Short problem 1:
From the rows below, pick out every line that contains the word "rocky".

Page extract:
· · · · · · ·
Next I ladle in approximately one cup of sourdough. I don’t measure it, I just eyeball it to about a cup.
I use the same fork to cut the sourdough starter into the flour and salt mixture. It is like when you’re making biscuits and you want the mixture to have pea-sized chunks of sourdough starter and flour mixed together.
The final step is to add the water and yeast mixture into the flour.
I pour it into the centre and then use the fork to mix it in as much as I can.
Then I use a rubber scraper or as some call it, a spatula, and I mix the dough until it is a smooth ball of dough and all the flour that’s in the bowl is absorbed into the ball of dough.
I will then take a little pinch of flour and sprinkle it around the ball of dough in the bowl and turn the ball of door over and need it for about five minutes.
I continue to add a pinch of flour on top of the dough so that I can knead it without the dough sticking to my hands.
As I said, I do this for about 5-10 minutes.
Then I leave the ball of dough in the mixing bowl with a tea towel over it to sit overnight.
· · · · · · ·
Extracted records:
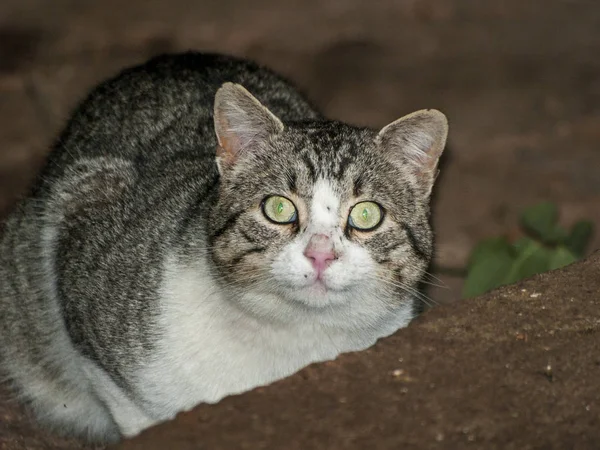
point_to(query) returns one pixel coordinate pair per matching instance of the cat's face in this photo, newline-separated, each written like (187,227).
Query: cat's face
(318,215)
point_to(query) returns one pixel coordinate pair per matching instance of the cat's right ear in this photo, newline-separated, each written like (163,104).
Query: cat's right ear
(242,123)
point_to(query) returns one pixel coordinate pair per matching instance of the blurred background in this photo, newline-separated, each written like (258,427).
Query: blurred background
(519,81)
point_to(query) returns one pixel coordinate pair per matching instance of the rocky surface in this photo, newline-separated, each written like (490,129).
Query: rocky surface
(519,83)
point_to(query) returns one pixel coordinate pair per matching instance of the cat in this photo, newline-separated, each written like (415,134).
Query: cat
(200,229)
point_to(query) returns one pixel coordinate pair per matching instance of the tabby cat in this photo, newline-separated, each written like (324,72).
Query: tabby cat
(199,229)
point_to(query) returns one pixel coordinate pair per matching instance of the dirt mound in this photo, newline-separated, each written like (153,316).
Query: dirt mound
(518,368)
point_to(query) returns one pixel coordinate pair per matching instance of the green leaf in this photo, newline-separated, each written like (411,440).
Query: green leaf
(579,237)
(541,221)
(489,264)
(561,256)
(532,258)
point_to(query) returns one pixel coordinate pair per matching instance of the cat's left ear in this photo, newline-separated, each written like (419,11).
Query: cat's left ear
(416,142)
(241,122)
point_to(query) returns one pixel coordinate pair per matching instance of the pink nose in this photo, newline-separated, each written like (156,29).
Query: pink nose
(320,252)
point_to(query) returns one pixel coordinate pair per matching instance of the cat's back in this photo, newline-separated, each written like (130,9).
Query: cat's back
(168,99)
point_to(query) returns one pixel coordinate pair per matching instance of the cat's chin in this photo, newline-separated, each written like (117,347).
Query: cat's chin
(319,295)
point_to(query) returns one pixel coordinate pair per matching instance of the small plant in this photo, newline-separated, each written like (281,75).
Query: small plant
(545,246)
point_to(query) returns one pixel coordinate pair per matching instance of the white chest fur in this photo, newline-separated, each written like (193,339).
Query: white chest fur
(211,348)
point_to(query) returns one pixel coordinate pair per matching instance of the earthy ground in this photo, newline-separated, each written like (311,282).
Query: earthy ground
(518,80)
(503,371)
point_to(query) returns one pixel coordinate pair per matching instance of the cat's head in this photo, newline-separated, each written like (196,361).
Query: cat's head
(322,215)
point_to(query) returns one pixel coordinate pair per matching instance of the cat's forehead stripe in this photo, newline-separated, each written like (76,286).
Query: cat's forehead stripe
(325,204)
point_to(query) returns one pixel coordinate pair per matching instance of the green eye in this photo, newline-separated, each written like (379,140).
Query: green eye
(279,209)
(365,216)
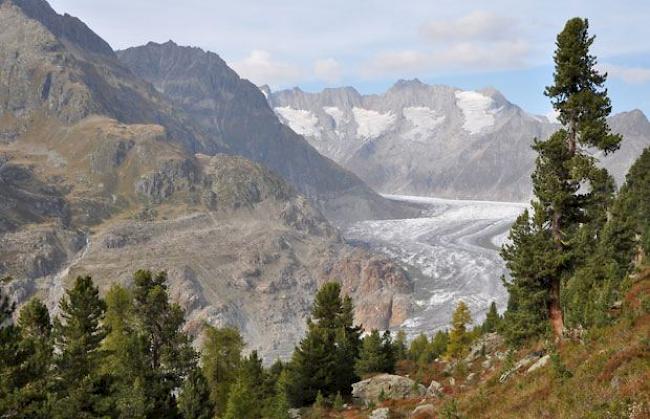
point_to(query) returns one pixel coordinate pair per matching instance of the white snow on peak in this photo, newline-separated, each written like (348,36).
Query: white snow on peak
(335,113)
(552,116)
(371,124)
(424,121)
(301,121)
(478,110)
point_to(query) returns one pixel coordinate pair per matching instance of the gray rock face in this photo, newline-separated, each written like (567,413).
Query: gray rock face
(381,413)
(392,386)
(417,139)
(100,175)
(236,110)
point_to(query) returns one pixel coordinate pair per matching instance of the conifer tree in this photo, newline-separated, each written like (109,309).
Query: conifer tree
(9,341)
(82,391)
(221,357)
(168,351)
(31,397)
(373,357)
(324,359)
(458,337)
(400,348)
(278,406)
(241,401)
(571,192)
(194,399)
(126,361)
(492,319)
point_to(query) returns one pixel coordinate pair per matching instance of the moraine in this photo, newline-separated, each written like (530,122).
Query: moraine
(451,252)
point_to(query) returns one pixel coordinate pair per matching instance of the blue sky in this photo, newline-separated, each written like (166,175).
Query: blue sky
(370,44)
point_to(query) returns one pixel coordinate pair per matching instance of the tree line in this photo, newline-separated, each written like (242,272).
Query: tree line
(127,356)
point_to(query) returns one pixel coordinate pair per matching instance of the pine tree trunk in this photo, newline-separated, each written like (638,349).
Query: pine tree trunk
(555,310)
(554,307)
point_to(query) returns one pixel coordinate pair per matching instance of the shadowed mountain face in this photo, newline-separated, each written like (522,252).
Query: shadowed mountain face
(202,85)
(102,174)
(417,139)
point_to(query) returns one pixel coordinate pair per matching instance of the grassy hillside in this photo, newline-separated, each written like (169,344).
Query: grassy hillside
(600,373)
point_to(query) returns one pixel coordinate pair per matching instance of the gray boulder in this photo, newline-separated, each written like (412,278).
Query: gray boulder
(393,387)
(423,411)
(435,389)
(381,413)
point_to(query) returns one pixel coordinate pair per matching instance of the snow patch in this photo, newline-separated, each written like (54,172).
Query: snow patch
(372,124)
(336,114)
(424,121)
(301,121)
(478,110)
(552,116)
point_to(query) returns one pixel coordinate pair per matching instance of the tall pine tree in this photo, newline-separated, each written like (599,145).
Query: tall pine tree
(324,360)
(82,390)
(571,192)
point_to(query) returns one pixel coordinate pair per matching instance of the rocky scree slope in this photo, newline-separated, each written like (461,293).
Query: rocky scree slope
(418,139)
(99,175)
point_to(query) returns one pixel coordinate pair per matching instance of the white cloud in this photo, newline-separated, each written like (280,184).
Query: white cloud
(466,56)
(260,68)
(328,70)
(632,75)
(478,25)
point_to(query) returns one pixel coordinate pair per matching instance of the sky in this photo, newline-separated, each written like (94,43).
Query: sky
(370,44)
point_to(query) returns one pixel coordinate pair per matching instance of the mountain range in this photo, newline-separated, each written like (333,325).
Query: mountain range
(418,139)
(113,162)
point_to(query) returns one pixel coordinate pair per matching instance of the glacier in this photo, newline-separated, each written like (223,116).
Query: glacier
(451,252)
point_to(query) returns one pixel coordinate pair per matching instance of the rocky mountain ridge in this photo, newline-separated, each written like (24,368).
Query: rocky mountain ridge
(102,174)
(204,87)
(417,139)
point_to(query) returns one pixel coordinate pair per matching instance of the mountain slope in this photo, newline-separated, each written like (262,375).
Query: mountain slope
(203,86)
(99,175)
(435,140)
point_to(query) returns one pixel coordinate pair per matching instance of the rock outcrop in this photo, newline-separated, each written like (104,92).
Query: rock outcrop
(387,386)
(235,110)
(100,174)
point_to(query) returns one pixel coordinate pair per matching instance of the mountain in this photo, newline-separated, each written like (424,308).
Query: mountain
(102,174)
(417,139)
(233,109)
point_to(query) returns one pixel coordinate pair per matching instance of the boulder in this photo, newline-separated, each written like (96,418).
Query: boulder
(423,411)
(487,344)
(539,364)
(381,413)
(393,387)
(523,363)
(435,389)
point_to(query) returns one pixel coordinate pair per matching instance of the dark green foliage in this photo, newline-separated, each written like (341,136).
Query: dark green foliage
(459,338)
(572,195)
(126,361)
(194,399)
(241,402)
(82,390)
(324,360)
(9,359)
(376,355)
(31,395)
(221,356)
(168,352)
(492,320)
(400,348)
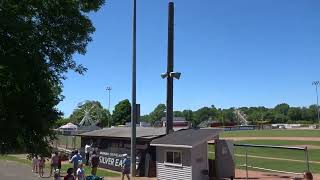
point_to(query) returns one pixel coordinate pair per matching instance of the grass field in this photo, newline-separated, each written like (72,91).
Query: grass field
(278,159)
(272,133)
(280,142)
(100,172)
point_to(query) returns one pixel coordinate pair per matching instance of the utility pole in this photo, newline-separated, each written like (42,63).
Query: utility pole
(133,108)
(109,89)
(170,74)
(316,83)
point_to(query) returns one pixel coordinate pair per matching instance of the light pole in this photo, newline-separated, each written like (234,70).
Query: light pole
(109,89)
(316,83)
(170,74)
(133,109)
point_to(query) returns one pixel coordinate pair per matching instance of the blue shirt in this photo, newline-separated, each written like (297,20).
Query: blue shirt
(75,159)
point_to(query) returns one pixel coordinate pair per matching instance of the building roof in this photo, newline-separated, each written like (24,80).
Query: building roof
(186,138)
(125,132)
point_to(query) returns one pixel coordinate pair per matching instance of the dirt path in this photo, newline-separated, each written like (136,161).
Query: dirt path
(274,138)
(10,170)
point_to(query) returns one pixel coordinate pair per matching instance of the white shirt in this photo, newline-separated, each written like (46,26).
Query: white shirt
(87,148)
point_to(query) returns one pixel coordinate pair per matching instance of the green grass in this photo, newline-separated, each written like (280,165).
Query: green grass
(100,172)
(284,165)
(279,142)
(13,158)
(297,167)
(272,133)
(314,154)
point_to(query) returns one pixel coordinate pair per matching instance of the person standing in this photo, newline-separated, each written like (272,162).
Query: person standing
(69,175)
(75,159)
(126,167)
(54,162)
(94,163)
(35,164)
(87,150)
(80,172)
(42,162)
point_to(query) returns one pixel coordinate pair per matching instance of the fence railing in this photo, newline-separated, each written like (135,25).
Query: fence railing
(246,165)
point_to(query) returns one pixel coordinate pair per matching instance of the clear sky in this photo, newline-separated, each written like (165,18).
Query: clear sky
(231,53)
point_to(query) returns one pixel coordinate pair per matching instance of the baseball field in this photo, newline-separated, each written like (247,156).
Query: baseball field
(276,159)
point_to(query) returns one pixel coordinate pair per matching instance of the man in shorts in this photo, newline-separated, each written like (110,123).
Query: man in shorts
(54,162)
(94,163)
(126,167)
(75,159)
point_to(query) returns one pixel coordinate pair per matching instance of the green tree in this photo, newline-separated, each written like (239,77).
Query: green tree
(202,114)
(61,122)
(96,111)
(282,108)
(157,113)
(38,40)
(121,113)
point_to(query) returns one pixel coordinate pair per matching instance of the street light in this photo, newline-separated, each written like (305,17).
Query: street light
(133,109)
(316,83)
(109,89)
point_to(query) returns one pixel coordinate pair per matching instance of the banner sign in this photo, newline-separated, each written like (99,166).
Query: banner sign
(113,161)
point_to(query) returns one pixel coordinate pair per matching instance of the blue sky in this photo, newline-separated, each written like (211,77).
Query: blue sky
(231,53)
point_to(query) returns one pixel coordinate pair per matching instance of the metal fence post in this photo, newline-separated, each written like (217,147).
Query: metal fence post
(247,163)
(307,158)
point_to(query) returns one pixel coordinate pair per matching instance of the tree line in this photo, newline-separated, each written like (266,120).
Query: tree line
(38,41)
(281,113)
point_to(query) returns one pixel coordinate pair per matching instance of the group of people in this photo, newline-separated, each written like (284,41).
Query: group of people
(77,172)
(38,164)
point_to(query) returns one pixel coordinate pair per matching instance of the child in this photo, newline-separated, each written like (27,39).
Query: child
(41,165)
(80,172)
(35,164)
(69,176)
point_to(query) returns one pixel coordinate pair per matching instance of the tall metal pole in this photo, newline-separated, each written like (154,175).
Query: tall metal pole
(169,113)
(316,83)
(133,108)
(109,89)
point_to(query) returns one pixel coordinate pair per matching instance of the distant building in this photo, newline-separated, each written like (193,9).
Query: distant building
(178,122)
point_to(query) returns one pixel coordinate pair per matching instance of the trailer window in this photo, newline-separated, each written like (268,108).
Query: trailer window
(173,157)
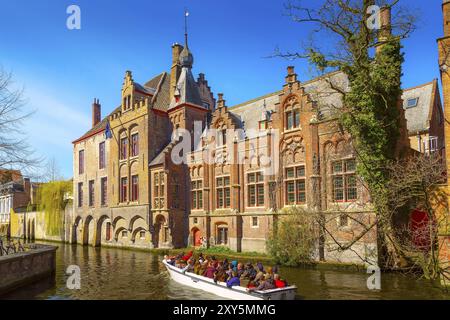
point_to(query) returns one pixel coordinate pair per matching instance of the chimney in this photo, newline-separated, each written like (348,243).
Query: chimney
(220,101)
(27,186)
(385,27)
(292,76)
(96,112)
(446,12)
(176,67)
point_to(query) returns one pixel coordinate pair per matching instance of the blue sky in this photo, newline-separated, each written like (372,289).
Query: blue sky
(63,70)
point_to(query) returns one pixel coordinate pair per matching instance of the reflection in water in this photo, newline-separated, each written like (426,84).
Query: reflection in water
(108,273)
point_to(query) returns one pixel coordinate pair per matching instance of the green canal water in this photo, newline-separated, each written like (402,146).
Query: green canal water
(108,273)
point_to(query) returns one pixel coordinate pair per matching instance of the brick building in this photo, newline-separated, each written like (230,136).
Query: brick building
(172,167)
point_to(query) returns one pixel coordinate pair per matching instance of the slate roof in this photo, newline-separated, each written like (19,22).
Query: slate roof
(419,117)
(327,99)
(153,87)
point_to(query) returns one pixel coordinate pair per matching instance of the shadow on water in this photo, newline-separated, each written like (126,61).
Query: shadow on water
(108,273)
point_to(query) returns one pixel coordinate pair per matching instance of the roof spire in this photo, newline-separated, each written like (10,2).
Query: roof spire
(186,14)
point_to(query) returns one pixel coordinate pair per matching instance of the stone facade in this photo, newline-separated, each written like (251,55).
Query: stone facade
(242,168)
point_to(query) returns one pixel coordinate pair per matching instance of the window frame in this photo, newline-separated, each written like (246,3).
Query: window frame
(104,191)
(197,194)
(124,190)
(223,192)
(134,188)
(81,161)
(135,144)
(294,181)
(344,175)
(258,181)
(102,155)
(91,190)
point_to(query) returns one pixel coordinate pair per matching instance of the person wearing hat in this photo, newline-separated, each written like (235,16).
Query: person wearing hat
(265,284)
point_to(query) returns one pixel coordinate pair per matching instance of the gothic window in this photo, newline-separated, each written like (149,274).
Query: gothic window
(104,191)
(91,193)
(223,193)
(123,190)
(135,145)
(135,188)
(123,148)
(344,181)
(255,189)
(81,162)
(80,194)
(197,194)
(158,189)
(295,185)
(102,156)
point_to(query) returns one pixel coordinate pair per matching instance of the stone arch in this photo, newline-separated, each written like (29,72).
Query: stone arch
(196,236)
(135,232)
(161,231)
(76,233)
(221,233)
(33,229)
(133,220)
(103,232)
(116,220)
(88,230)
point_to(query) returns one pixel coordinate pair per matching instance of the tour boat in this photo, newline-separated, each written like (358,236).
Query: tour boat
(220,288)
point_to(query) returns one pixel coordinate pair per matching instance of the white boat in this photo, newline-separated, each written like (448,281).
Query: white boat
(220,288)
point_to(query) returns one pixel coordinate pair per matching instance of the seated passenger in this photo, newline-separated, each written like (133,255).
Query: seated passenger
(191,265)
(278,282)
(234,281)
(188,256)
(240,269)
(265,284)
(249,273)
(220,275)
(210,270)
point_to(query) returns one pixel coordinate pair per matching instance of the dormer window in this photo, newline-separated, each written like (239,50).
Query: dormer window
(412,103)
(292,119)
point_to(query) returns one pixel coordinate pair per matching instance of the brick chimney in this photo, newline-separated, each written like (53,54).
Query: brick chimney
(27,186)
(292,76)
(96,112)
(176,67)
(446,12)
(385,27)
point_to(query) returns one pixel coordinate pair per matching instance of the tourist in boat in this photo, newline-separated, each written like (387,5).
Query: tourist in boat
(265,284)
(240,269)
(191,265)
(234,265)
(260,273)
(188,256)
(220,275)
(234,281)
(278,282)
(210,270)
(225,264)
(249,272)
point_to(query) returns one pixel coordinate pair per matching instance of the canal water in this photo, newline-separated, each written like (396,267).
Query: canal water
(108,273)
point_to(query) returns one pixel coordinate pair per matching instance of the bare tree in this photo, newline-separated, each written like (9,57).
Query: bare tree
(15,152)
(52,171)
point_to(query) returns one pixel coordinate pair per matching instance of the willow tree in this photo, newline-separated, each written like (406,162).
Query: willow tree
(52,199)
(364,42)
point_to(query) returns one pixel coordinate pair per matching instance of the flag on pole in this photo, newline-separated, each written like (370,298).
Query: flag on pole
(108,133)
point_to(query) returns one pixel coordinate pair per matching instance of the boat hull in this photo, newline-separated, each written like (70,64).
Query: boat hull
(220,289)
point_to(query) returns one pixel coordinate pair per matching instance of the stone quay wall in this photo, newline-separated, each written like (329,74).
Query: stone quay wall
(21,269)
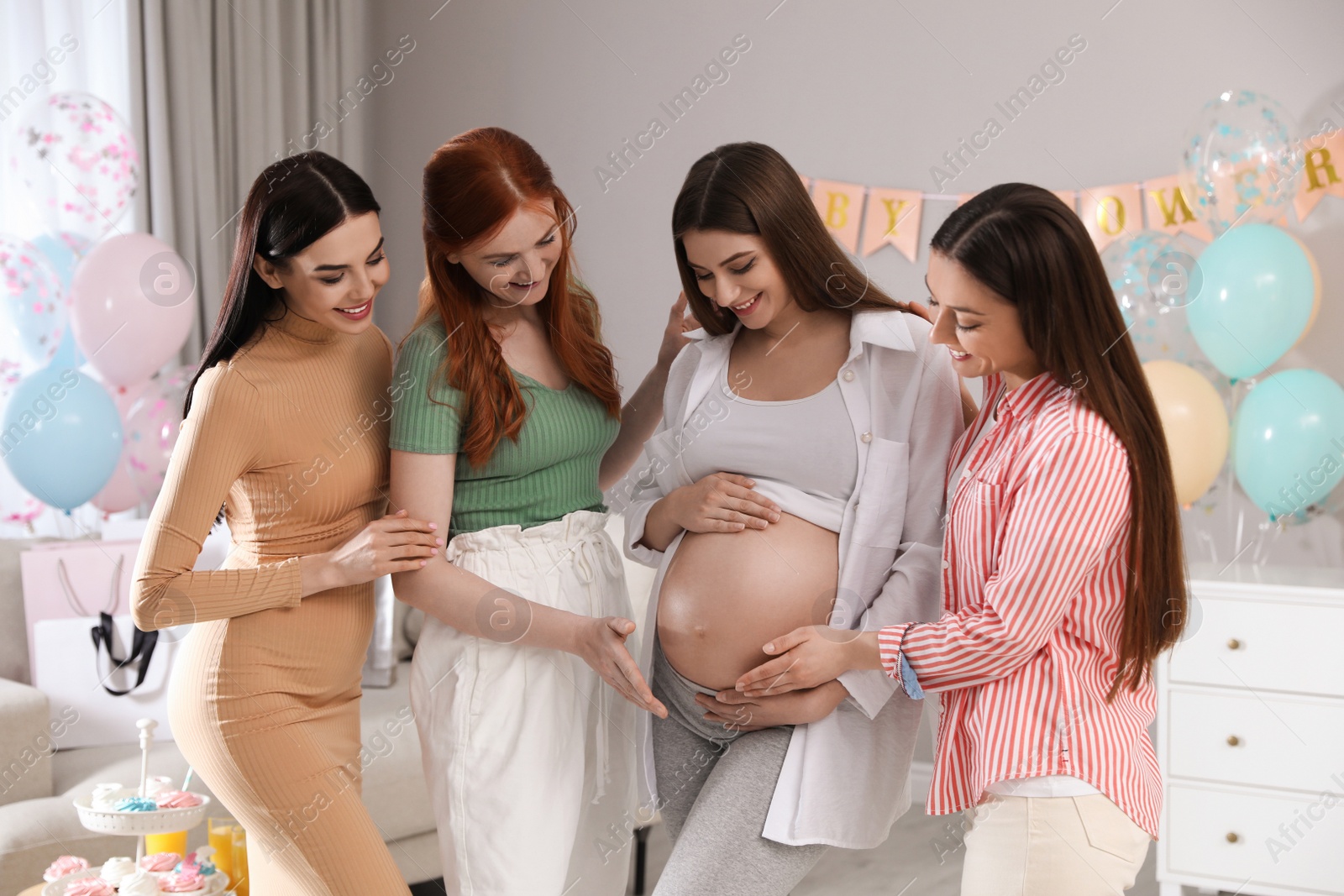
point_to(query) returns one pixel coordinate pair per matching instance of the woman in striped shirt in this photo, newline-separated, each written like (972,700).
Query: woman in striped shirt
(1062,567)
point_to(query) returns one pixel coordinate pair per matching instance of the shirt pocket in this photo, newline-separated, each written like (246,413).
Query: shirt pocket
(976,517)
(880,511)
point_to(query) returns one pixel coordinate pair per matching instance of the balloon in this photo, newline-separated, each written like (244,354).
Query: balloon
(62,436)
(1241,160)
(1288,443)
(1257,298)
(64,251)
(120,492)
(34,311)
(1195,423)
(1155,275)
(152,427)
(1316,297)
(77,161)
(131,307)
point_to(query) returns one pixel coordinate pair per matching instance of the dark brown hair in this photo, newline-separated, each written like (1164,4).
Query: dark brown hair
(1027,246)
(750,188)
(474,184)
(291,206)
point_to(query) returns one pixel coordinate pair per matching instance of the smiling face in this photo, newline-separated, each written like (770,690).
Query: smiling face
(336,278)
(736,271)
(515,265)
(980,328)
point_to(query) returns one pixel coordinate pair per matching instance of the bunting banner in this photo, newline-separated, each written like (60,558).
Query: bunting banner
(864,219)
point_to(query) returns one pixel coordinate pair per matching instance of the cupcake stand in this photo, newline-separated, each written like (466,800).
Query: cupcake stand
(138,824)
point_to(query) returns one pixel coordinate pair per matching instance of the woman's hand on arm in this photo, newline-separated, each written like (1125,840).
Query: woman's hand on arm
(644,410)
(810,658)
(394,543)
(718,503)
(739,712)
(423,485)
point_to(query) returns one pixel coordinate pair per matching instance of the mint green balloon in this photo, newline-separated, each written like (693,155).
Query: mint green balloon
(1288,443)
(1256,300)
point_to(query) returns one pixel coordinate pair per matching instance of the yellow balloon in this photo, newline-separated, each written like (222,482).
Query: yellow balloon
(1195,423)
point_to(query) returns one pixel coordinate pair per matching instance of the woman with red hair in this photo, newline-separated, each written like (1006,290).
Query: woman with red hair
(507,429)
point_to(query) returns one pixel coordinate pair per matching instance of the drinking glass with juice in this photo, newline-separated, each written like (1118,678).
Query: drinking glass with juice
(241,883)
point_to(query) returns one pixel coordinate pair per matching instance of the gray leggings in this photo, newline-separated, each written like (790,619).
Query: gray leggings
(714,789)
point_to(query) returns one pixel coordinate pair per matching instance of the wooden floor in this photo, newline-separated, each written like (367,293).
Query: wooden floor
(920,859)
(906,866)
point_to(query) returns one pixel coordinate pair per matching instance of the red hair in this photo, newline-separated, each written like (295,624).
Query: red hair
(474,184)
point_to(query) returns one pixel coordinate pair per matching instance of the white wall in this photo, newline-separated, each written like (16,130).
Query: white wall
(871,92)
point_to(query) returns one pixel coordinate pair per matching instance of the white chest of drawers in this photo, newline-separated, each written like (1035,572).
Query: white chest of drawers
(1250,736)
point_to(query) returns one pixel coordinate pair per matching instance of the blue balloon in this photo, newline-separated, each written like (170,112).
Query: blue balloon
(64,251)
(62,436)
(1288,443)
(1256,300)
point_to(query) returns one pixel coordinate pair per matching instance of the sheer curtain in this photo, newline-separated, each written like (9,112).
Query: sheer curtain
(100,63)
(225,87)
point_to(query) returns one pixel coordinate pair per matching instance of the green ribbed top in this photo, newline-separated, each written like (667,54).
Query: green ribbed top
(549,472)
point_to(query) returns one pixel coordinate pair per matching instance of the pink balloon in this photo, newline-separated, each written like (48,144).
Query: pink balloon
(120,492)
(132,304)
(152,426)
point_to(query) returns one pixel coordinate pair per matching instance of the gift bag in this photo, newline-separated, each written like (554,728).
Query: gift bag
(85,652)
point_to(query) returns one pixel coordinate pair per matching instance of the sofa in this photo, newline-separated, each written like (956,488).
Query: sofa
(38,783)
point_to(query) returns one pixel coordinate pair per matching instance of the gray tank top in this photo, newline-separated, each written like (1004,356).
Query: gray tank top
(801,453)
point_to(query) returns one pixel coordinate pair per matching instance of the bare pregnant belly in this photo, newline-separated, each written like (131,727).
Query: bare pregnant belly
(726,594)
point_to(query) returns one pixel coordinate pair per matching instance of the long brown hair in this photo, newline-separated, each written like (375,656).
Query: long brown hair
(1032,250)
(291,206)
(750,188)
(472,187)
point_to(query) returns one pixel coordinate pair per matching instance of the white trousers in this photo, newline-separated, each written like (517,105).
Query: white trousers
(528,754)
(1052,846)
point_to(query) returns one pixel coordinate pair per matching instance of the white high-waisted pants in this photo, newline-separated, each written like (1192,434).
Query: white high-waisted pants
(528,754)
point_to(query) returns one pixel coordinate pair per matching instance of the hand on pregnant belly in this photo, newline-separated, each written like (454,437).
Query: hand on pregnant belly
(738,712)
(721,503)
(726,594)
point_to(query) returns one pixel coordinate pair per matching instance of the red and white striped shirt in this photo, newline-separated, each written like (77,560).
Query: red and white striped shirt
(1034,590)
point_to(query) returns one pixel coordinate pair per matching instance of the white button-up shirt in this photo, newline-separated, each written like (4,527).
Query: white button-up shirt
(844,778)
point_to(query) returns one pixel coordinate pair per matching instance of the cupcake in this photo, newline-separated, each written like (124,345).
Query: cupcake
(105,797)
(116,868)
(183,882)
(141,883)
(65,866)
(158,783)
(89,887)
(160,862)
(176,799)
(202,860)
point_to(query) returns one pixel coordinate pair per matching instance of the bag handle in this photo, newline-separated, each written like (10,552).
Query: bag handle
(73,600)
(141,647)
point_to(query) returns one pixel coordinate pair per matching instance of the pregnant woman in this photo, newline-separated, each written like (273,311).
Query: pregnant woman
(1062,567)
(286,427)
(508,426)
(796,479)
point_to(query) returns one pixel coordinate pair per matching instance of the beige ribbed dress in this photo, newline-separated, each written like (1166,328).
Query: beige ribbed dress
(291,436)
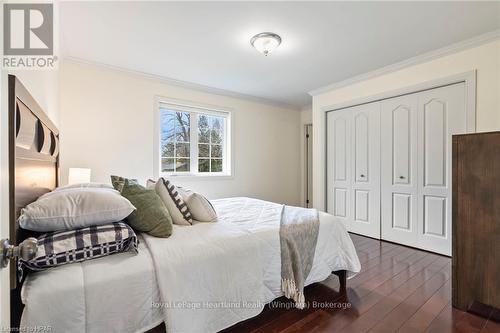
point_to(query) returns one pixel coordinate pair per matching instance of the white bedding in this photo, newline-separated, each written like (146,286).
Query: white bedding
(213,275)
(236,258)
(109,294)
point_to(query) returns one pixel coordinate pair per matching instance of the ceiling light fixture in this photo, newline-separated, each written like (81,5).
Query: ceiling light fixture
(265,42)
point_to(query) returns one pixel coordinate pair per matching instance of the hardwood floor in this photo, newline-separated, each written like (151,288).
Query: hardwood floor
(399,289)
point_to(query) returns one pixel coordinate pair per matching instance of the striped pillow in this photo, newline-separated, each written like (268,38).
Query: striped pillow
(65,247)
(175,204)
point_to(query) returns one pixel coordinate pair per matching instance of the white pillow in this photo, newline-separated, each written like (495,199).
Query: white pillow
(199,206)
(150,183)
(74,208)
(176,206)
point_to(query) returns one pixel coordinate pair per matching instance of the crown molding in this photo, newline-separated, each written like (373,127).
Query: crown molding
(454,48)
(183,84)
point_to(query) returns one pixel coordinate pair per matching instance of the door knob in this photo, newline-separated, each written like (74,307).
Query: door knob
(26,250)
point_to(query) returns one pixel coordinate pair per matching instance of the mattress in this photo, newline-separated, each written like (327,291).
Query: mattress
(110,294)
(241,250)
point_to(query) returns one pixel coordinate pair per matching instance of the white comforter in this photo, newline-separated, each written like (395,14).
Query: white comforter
· · · · · · ·
Short problem 2:
Write out a section of the bread dough instructions above, beginning at "Next I ladle" and stopping after "into the flour.".

Response 1:
point_to(query) returns one pixel coordinate pair per matching instance of the rocky surface in this photo, newline-separated, each written like (490,129).
Query: rocky surface
point_to(query) returns one pixel coordinate pair per matching instance of the rocky scree slope in this photo, newline-separated, each written like (461,293).
Query: rocky scree slope
point_to(query) returns one pixel coordinate pair per matching instance of the rocky mountain ridge in this photo, newline-separated, each written like (24,368).
Query: rocky mountain ridge

Response 2:
Next I ladle in approximately one cup of sourdough. I don’t measure it, I just eyeball it to about a cup.
I use the same fork to cut the sourdough starter into the flour and salt mixture. It is like when you’re making biscuits and you want the mixture to have pea-sized chunks of sourdough starter and flour mixed together.
The final step is to add the water and yeast mixture into the flour.